Rewrite the stretch from the start of the lines below through the line containing "70 67 L 71 62", requests included, and scale every coordinate in the answers by 1.9, rounding to whole numbers with halves going up. Keep the numbers in the requests and their format samples unchanged.

start

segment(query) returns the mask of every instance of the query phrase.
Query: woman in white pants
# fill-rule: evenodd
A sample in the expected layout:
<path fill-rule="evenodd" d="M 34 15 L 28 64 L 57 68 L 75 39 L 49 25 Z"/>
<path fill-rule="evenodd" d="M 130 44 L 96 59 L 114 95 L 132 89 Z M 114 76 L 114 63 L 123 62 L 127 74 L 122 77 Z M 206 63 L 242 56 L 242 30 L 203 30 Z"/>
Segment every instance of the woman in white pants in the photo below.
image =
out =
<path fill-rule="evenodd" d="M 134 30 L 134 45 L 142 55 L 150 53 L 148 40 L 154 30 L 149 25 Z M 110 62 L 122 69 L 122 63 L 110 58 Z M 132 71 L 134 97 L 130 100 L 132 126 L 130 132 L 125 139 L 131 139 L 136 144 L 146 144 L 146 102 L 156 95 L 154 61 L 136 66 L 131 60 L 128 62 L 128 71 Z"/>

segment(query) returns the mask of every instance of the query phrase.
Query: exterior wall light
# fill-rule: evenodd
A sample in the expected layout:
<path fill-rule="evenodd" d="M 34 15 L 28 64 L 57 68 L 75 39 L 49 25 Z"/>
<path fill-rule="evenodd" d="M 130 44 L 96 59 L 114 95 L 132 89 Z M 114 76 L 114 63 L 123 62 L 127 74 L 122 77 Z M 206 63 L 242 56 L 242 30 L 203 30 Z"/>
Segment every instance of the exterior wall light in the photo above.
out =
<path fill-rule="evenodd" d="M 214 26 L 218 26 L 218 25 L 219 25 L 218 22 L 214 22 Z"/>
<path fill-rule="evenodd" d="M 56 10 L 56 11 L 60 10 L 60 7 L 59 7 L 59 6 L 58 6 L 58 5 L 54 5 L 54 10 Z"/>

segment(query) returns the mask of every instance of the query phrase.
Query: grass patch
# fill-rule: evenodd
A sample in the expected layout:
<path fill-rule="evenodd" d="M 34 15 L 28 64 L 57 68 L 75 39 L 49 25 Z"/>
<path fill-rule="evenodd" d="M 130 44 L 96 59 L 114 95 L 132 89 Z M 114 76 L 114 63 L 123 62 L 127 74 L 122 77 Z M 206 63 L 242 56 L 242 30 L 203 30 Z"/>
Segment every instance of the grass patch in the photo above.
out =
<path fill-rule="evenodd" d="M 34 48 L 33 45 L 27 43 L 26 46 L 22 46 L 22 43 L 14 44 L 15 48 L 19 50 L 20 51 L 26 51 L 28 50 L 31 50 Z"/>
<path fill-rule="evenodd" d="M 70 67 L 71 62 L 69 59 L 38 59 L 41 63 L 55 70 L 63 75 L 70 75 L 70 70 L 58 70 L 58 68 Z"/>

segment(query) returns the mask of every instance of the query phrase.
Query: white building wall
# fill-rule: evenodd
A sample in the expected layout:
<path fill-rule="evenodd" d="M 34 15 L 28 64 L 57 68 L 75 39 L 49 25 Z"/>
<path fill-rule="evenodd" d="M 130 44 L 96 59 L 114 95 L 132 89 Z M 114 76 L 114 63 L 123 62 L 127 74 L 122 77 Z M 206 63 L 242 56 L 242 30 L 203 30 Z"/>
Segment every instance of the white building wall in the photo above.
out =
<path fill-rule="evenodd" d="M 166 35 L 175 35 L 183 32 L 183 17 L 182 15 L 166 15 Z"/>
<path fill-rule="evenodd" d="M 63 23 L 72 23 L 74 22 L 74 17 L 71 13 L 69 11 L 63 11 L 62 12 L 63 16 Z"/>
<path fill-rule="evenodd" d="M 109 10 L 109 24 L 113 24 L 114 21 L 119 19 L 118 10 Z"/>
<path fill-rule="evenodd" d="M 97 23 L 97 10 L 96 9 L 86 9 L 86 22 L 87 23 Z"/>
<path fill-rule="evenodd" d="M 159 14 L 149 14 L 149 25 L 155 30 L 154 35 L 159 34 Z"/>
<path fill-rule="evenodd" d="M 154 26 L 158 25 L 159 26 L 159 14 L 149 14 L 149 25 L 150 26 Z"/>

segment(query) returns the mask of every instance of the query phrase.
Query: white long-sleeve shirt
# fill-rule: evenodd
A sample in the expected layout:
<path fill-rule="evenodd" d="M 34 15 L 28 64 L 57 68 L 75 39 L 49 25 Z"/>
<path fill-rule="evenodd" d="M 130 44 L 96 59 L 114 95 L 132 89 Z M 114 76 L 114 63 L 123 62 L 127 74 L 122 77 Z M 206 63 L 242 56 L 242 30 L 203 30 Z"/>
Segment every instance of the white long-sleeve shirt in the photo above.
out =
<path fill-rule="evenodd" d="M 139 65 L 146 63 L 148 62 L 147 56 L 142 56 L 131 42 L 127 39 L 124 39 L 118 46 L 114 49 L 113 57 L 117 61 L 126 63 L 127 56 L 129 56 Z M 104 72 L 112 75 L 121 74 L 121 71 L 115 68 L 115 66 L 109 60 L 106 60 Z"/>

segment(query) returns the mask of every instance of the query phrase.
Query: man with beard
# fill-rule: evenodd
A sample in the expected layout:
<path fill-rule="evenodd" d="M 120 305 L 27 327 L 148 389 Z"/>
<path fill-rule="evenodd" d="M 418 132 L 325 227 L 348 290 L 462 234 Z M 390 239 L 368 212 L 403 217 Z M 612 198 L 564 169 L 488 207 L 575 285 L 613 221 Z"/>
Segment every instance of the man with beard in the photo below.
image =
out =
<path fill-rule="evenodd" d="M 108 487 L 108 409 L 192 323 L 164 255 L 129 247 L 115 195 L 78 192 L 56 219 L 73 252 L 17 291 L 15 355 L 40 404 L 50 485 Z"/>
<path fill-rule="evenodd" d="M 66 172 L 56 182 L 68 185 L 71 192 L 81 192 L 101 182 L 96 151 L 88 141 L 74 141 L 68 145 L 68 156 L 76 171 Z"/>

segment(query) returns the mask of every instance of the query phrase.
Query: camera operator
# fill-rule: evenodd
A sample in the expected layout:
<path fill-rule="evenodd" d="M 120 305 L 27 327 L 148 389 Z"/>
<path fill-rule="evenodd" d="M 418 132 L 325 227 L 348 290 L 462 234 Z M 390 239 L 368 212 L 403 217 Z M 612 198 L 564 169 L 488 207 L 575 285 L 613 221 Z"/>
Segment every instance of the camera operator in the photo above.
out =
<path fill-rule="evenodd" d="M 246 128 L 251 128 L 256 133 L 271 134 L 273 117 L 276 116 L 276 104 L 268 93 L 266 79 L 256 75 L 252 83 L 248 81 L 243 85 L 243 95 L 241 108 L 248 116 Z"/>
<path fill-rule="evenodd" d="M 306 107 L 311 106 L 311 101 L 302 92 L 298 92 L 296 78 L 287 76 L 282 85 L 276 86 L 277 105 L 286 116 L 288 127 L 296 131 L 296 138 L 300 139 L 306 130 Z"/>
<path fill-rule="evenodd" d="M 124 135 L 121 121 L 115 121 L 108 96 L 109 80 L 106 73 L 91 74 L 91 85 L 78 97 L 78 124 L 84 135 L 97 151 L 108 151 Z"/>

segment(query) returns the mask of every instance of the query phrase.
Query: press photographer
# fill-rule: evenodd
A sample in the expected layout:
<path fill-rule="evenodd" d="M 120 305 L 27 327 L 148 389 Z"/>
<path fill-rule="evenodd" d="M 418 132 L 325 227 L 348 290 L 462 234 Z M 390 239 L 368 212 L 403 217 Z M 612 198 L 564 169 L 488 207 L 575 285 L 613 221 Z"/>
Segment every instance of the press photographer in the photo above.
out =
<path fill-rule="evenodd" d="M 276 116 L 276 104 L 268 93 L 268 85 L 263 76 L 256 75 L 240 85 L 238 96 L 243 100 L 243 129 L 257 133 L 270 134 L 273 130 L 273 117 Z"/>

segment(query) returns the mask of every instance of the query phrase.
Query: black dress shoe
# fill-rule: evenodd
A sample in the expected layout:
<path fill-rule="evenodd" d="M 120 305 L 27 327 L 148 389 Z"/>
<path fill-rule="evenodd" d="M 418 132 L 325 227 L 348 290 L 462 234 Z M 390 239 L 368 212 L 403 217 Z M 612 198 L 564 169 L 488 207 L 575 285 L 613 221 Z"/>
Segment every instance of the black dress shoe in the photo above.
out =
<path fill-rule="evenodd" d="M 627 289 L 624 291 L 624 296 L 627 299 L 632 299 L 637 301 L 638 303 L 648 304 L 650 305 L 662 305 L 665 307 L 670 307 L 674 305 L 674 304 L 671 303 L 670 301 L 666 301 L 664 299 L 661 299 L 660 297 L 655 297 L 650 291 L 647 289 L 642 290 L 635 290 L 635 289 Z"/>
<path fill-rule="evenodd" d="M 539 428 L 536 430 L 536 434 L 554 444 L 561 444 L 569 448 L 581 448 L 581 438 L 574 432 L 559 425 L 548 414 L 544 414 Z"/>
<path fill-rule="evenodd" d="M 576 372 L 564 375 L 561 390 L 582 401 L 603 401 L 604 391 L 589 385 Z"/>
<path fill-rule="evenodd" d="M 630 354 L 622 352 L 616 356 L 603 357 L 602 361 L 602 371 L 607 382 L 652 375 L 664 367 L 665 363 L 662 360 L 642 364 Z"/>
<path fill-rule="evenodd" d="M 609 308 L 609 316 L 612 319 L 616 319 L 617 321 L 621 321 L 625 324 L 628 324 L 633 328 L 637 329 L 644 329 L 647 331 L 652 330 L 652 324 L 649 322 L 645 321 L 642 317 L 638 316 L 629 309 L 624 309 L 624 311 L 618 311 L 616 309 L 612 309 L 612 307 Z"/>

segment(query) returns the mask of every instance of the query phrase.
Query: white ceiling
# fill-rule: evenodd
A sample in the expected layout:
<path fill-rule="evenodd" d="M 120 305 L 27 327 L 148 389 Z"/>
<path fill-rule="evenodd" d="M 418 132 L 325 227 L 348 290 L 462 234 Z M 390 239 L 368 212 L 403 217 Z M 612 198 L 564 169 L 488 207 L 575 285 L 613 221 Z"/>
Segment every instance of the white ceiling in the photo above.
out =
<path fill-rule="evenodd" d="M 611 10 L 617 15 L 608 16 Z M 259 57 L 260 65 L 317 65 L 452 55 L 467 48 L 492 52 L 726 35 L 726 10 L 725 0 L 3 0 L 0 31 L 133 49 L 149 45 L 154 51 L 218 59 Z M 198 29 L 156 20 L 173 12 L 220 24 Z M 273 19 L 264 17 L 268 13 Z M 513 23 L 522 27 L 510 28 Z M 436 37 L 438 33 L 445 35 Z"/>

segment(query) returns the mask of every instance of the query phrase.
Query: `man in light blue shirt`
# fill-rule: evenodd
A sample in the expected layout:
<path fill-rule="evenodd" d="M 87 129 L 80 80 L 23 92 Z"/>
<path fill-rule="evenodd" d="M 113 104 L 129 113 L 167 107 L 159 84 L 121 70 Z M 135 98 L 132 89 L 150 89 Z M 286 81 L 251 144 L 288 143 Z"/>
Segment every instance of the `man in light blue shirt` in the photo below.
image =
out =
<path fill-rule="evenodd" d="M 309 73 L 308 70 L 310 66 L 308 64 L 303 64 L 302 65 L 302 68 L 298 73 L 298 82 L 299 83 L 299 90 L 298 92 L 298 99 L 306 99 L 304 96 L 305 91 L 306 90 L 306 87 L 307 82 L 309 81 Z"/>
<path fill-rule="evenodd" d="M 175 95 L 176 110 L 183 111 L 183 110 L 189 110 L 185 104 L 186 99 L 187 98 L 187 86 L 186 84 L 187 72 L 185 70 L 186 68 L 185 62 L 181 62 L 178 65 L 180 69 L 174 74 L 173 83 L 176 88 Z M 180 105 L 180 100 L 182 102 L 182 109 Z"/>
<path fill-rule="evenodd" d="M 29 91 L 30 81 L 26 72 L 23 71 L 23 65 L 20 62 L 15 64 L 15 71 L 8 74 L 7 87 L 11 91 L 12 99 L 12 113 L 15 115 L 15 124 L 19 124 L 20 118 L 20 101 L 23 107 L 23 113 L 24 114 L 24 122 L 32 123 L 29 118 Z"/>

end

*RESPONSE FOR THIS EXERCISE*.
segment(query) returns the mask of every instance of the query phrase.
Query: woman in white pants
# fill-rule: evenodd
A sample in the expected layout:
<path fill-rule="evenodd" d="M 34 15 L 28 64 L 57 68 L 75 39 L 49 25 Z"/>
<path fill-rule="evenodd" d="M 130 44 L 96 59 L 114 95 L 132 89 Z M 114 76 L 114 63 L 123 62 L 127 74 L 122 77 Z M 206 63 L 242 56 L 242 30 L 203 30 Z"/>
Segment every instance of the woman in white pants in the photo below.
image =
out =
<path fill-rule="evenodd" d="M 255 57 L 255 86 L 270 105 L 285 101 L 281 76 L 293 57 L 283 48 Z M 209 118 L 232 131 L 232 120 L 209 110 Z M 251 135 L 255 184 L 247 190 L 251 239 L 247 251 L 238 264 L 249 264 L 258 274 L 277 274 L 277 194 L 296 181 L 293 116 L 258 125 L 249 114 L 243 118 L 243 135 Z"/>

segment(query) returns the mask of every instance of the query phrase.
Query: exterior wall light
# fill-rule: evenodd
A sample in the expected layout:
<path fill-rule="evenodd" d="M 34 15 L 28 64 L 57 68 L 75 39 L 49 25 Z"/>
<path fill-rule="evenodd" d="M 130 44 L 96 59 L 114 95 L 132 89 Z M 114 76 L 114 63 L 123 62 L 127 74 L 122 77 Z M 206 63 L 242 56 L 242 30 L 203 30 Z"/>
Segment every instance of the exterior wall light in the photo above.
out =
<path fill-rule="evenodd" d="M 407 49 L 414 49 L 414 48 L 416 48 L 414 42 L 407 42 Z"/>
<path fill-rule="evenodd" d="M 106 19 L 106 21 L 114 19 L 114 13 L 112 13 L 112 11 L 110 11 L 110 10 L 103 10 L 103 19 Z"/>

segment(query) returns the mask of every instance of the query phrase.
Query: grass patch
# fill-rule: evenodd
A sample in the expected layout:
<path fill-rule="evenodd" d="M 34 15 L 28 64 L 57 68 L 75 39 L 49 25 Z"/>
<path fill-rule="evenodd" d="M 130 44 L 96 59 L 114 95 L 132 89 Z M 114 76 L 114 63 L 123 62 L 127 74 L 122 77 Z M 206 63 L 242 56 L 242 30 L 203 30 Z"/>
Segment every instance of the grass patch in the photo above.
out =
<path fill-rule="evenodd" d="M 65 91 L 63 86 L 51 82 L 49 87 L 42 87 L 42 82 L 27 84 L 29 91 L 36 95 L 38 97 L 49 97 L 53 95 L 59 95 Z"/>
<path fill-rule="evenodd" d="M 133 127 L 135 118 L 131 112 L 72 112 L 78 120 L 105 133 L 120 143 L 133 143 L 133 133 L 110 133 L 110 129 Z"/>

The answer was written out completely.